Provided text
Demonstrates Successful Health Learning
in Challenging Environments


By Allison Kozicharow; Edited by Jessie Crowdy

The WiRED International team completed the first field test of our Community Health Worker (CHW) Training Program this week in Kisumu, Kenya. More than two years in the making, WiRED Executive Director Gary Selnow, Ph.D., said, “The comprehensive content and the delivery aspects of this basic community health worker training program make it the first of its kind anywhere in the world.”


The World Health Organization (WHO) declared CHWs to be key to improving people’s health in low-resource areas of the world, where doctors and nurses are scarce. CHWs are frontline health workers who have a close understanding of the specific health issues of communities they serve. Barriers to increasing the scant CHW workforce globally are: the lack of training, supervision and support.

In response, WiRED developed a basic CHW training program centered on the World Health Organization’s (WHO) descriptions of CHW responsibilities. We first researched WHO expectations and guidelines for CHWs and created a curriculum under the guidance of a dozen physicians and nursing professors.

How does the program work? WiRED supplies the CHW materials, trains the trainers and supplies some equipment. Our partners on the ground organize and administer the training classes. We planned this first field test to take place in Kenya, soon to be followed by tests in India, Nicaragua and Armenia. Claremont Graduate University is supervising this pilot phase.

The field test in Kenya

For the past two weeks, Dr. Selnow sat in on classes using WiRED modules given by Zablon Asembo Kitoli, a medical clinician, and Winnie Nafula Makhaka, a nurse. Both trainers have had years of experience in the community health sector.

CHW teaching community members about health. Teaching is a critical function of CHWs.

The curriculum uses WHO topics, centering around: (1) general public health/medical background issues (anatomy, infectious diseases, non-communicable diseases); (2) clinical issues (e.g., patient assessment, first aid); and (3) community outreach — communication, teaching and health surveillance.

Fifteen students selected from local communities attended classes daily, during which they engaged with the trainers and participated in the interactive elements of the modules.

Dr. Selnow said, “It’s inspiring to watch these young people take in the lessons. We provided lunch and tea breaks, and they would come back early, waiting for the class to begin.”

After the training, the future CHWs demonstrated their capacity to teach a community about health. Concluding the program, students took a rigorous final exam.

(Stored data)

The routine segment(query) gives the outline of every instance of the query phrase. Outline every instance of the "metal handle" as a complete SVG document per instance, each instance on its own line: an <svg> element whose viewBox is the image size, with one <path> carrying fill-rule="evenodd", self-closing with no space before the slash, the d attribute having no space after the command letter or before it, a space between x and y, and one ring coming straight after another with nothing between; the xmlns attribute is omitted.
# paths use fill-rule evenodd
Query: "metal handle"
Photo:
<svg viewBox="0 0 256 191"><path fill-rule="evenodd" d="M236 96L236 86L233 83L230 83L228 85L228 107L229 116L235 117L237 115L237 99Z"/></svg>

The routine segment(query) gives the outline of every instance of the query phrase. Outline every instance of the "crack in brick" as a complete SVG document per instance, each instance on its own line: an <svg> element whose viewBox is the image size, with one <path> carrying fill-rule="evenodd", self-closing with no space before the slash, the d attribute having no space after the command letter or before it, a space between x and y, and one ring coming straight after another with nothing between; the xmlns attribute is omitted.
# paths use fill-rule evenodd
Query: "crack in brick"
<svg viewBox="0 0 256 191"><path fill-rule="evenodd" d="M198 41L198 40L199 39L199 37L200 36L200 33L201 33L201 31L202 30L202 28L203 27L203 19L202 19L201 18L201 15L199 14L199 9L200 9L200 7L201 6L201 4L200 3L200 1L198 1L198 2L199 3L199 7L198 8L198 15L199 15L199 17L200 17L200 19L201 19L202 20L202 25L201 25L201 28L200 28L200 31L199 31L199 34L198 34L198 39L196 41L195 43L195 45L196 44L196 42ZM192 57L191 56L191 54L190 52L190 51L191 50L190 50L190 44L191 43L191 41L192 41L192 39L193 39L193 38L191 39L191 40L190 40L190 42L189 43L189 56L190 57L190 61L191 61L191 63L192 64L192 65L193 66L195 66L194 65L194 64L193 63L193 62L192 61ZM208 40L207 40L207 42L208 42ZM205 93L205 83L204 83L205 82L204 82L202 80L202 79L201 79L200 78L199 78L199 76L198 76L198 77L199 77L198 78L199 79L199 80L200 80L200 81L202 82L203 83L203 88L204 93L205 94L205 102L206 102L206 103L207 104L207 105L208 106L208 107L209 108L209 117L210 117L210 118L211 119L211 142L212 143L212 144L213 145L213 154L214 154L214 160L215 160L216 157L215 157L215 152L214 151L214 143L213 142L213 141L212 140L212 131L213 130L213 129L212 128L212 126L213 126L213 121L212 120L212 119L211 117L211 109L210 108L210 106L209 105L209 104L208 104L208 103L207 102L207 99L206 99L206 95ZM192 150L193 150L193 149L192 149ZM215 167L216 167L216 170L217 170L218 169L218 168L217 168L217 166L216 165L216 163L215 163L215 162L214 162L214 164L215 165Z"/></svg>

What the task requires
From the article on the community health worker training, output the passage starting at "Fifteen students selected" and ending at "of the modules.", with no changes. The lines play no part in this.

Response
Fifteen students selected from local communities attended classes daily, during which they engaged with the trainers and participated in the interactive elements of the modules.